> [Exercise prompt]: Reproduce the lines below word for word.

> [Material shown]:
______

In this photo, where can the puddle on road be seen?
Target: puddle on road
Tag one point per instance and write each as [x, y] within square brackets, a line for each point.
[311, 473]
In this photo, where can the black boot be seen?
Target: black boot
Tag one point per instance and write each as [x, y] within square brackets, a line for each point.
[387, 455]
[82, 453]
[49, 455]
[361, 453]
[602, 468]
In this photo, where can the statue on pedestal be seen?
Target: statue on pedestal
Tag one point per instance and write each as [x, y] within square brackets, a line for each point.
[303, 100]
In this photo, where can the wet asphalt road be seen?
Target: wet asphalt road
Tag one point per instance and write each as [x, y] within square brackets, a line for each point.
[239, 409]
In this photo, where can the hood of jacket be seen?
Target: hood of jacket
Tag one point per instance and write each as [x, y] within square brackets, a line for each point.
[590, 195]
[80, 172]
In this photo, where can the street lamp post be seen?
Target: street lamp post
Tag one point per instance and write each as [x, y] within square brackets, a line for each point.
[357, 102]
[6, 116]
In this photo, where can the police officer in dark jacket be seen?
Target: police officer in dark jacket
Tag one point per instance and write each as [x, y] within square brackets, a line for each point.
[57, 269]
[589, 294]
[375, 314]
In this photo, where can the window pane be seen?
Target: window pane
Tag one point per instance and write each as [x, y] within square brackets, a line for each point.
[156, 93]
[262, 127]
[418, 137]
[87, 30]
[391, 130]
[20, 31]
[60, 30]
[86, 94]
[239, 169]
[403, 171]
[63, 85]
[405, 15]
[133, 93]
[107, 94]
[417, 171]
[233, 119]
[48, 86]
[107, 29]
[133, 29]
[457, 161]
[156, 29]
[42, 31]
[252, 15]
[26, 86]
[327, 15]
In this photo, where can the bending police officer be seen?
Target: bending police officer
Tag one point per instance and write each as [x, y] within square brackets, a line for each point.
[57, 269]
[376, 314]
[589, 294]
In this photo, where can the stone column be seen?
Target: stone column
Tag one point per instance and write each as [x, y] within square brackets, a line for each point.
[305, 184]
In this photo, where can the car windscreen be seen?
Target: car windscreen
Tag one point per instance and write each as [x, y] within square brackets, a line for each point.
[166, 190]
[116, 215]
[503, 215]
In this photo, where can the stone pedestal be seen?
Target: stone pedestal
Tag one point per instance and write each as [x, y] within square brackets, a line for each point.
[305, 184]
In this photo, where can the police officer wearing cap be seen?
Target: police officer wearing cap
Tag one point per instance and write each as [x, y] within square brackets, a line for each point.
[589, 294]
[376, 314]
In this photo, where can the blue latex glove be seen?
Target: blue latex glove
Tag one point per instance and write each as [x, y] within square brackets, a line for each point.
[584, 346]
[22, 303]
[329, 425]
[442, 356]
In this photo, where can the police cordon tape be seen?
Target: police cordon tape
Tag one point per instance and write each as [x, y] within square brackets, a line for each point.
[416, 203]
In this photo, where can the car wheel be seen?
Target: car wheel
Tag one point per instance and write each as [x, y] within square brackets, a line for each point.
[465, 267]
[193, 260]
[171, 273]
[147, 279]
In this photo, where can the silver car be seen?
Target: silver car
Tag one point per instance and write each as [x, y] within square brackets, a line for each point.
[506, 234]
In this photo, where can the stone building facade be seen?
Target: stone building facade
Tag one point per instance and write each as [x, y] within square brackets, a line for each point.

______

> [Completed exercise]:
In this photo, where can the puddle on road be seen?
Target: puddle on road
Tag one point per instance and write each as [x, y] within square brackets, a line for each point.
[311, 473]
In this photo, where can the black boot be seen?
Target: black boot
Tag one point per instance and write each as [x, y] within square brackets, a line for each point.
[387, 455]
[82, 453]
[49, 455]
[361, 453]
[602, 468]
In this photo, where can the statue on pedestal be seen?
Target: statue on pedestal
Tag one point per instance and write each as [x, y] within square brackets, a line for each point.
[303, 100]
In this photo, where can the wet asphalt road be seen?
Target: wet asphalt road
Tag one point per instance and write each as [x, y] within square brackets, a line for each point.
[239, 409]
In this photo, where can the hood of jacket be seen?
Target: hood of jacket
Tag one point per instance and write each as [x, y] within square brackets, a line for each point.
[590, 195]
[80, 172]
In this photo, where can the street lamp post be seen?
Target: street lamp post
Tag one point per instance and write each as [x, y] within square brackets, a line for each point.
[357, 102]
[6, 116]
In this photo, where can the police officer in dark jacket be seen?
Target: police officer in dark jacket
Tag one point per instance and write each as [x, y] within square brackets, a line for each point.
[57, 269]
[589, 294]
[375, 314]
In this photo, where can the window pane be seen?
Target: window pane
Tag one point per instance and write each as [x, y] within square brackets, a line for each point.
[156, 93]
[262, 127]
[418, 137]
[87, 30]
[391, 130]
[20, 31]
[60, 30]
[86, 94]
[239, 169]
[403, 171]
[63, 85]
[405, 15]
[133, 93]
[107, 94]
[417, 171]
[233, 119]
[48, 86]
[107, 29]
[133, 29]
[457, 161]
[156, 29]
[42, 31]
[252, 15]
[26, 86]
[327, 15]
In this photo, where can the bending police officer be seen?
Target: bending police officer
Tag one point per instance and write each as [x, y] within square brackets, a line for each point.
[57, 269]
[376, 314]
[589, 294]
In this photo, where can the stone column be seen?
Target: stone column
Tag one point per instance and write each as [x, y] within square brackets, a line for each point.
[305, 184]
In this photo, where can the car windscreen be seen?
Target: car windscreen
Tag one point per instance and write each as [x, y] within square brackets, a line for each point.
[166, 190]
[116, 215]
[503, 215]
In this photo, where can the stone pedestal be seen?
Target: stone pedestal
Tag one point per instance and write each as [x, y] within square brackets, a line for each point.
[305, 184]
In this photo, where can the police officer wearing cap be seen?
Target: police officer wearing cap
Tag one point per instance and write each as [x, y] within square brackets, a line for each point.
[589, 294]
[376, 314]
In this photo, where can the blue latex glove be seen?
Target: blue latex glove
Tag one point per instance and write each as [x, y] within square brackets, a line for each point.
[584, 346]
[22, 303]
[329, 425]
[442, 356]
In this photo, where can the police cordon tape be seen?
Target: police cordon tape
Tag one point per instance and write each as [x, y] within square brackets, a line for each point.
[416, 203]
In this photo, where can the car wheel be seen?
Target: car wheel
Tag one point per instance and write each as [x, y] within square brackets, a line for each point.
[465, 267]
[193, 260]
[171, 273]
[147, 279]
In this photo, where can the silver car be seen?
Target: silver car
Tag one point per instance and write each as [x, y] within square brackets, a line for each point.
[506, 234]
In this photo, where can the stone building facade be seen?
Target: stone building facade
Tag one point per instance and write each as [x, y] within square brackets, a line for each point.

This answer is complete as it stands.